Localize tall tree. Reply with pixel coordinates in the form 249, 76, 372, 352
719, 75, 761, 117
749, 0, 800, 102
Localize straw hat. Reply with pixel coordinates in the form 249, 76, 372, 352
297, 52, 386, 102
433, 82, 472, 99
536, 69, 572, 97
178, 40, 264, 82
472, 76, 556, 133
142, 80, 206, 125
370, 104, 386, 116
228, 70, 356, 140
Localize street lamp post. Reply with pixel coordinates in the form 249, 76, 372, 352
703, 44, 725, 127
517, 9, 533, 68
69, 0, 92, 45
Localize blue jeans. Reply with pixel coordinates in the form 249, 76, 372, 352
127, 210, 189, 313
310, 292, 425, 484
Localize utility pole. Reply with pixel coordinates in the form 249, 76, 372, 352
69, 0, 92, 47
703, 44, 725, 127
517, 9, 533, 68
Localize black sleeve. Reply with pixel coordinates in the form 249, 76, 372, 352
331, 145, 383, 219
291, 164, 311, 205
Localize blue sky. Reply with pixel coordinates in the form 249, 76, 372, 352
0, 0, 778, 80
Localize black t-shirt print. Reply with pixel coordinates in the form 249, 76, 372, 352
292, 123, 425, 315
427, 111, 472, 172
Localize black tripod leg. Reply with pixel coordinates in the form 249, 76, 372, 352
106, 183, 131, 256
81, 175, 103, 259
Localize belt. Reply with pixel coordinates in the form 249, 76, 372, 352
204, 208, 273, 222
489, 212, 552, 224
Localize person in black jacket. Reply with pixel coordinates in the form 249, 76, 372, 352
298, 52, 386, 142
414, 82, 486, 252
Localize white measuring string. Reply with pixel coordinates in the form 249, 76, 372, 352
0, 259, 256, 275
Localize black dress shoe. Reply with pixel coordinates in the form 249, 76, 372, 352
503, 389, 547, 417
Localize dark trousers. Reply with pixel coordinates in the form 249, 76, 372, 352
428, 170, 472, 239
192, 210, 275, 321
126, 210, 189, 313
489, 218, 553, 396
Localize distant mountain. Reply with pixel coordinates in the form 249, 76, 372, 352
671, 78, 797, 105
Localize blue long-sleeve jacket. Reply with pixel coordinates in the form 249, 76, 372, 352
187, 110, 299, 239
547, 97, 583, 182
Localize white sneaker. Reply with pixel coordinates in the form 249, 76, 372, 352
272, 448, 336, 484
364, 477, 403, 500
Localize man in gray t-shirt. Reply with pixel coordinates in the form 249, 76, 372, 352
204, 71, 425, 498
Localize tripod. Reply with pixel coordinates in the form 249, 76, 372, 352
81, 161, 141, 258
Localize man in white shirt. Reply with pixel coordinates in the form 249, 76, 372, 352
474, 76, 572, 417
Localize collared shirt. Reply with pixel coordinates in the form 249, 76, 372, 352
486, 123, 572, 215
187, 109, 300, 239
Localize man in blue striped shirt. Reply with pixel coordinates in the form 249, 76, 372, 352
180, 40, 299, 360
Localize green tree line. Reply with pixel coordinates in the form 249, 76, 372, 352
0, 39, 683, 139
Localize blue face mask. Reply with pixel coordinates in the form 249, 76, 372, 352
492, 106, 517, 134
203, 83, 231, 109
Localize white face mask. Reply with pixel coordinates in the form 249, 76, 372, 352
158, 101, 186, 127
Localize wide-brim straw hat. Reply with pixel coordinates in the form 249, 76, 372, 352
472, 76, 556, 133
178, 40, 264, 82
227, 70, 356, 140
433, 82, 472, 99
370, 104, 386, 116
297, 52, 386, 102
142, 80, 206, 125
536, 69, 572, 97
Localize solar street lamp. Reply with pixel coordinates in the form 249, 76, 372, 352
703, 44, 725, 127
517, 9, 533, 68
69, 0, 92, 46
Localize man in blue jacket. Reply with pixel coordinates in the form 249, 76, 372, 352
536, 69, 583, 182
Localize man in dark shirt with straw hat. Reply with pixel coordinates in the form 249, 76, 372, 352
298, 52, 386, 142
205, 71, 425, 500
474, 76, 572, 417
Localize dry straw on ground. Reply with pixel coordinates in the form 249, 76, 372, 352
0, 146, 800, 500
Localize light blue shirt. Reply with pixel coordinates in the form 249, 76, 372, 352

-------------------------

→ INSTRUCTIONS FOR THE TASK: Please reproduce all of the material above word for word, leaving nothing out and changing nothing.

→ EXPECTED ANSWER:
Localize tall tree. Reply with pixel coordinates in the form 249, 76, 372, 352
719, 75, 761, 117
749, 0, 800, 102
Localize straw hat. Reply with pixel coordinates in the form 249, 76, 372, 352
297, 52, 386, 102
433, 82, 472, 99
536, 69, 572, 97
178, 40, 264, 82
472, 76, 556, 133
142, 80, 206, 125
370, 104, 386, 116
228, 70, 356, 140
Localize street lamp post. Reply with pixel coordinates in the form 249, 76, 372, 352
703, 44, 725, 127
517, 9, 533, 68
69, 0, 92, 45
Localize blue jeans. Reply with pixel coordinates in the form 249, 76, 372, 352
127, 210, 189, 313
310, 292, 425, 484
Localize utility pole. Reply with pixel coordinates in the form 249, 76, 372, 352
69, 0, 92, 47
703, 44, 725, 127
517, 9, 533, 68
Localize black sleeve. Reply with pixel coordinates in the form 249, 76, 372, 352
331, 145, 383, 219
291, 164, 311, 205
Localize blue sky. Reply with pixel coordinates in the form 249, 76, 372, 352
0, 0, 778, 80
Localize black t-shirt print. Reply with pixel coordinates in the form 249, 76, 372, 352
292, 123, 425, 315
427, 111, 472, 172
Localize black tripod leg. Reply with pixel coordinates in the form 249, 76, 372, 352
106, 183, 131, 256
81, 175, 103, 259
Localize belt. Reply with pixel coordinates in the form 249, 76, 372, 352
204, 208, 273, 222
489, 212, 552, 224
Localize person in black jacket. Reply with pixel coordinates in the form 249, 76, 372, 352
298, 52, 386, 142
414, 82, 486, 252
Localize white measuring string. Reply with pixel coordinates in the form 249, 76, 372, 352
0, 259, 256, 275
Localize black dress shoe. Reply with pixel coordinates in the form 249, 76, 372, 352
503, 389, 547, 417
Localize dark trousers. Reply with pixel coordinates in the form 249, 76, 372, 352
428, 170, 472, 239
192, 210, 275, 321
126, 210, 189, 313
489, 218, 553, 396
Localize distant mountain. Reply with pixel coordinates in the form 249, 76, 372, 352
671, 78, 797, 105
Localize blue long-sleeve jacket. Reply with pixel coordinates in the form 249, 76, 372, 352
187, 110, 299, 239
547, 97, 583, 182
Localize white sneaker. Reply with pixel coordinates in the form 249, 76, 372, 352
272, 448, 336, 484
364, 477, 403, 500
Localize man in gray t-shirt. Reply with pixel coordinates in the form 249, 76, 372, 352
204, 71, 425, 498
Localize tripod. Reply with pixel coordinates in the form 249, 76, 372, 352
81, 161, 141, 258
Localize man in white shirt. Reply with pixel coordinates in the form 249, 76, 372, 352
474, 76, 572, 417
Localize collared shirt. Reply with pixel coordinates in the form 249, 76, 372, 352
486, 123, 572, 215
187, 109, 300, 239
Localize man in blue striped shirt. Reply with pixel coordinates in the form 249, 76, 372, 352
180, 40, 299, 360
Localize green tree line. Reply with pixel coordinates in the form 249, 76, 372, 352
0, 39, 683, 139
Localize blue face mask. Reply with pixel coordinates in the form 249, 76, 372, 352
492, 106, 517, 134
203, 83, 231, 109
Localize white face mask. Reply with pixel coordinates in the form 249, 76, 372, 352
158, 101, 186, 127
Localize wide-brim straw hat. Reply with pixel coordinates in the form 249, 76, 372, 352
472, 76, 556, 133
178, 40, 264, 82
227, 70, 356, 140
433, 82, 472, 99
370, 104, 386, 116
297, 52, 386, 102
142, 80, 206, 125
536, 69, 572, 97
Localize solar street lamp. Reply with pixel coordinates in the form 249, 76, 372, 352
703, 44, 725, 127
517, 9, 533, 68
69, 0, 92, 46
Localize man in blue jacket. Reply with pixel coordinates in the form 249, 76, 372, 352
536, 69, 583, 182
Localize man in dark shirt with straw hat. Reply with pixel coordinates in the form 249, 76, 372, 352
298, 52, 386, 142
205, 71, 425, 500
474, 76, 572, 417
Localize dry straw on ground. Reply with pixel coordinates in the form 249, 76, 372, 352
0, 146, 800, 500
Localize light blue shirt. Reply with pixel coordinates in the form 249, 76, 372, 352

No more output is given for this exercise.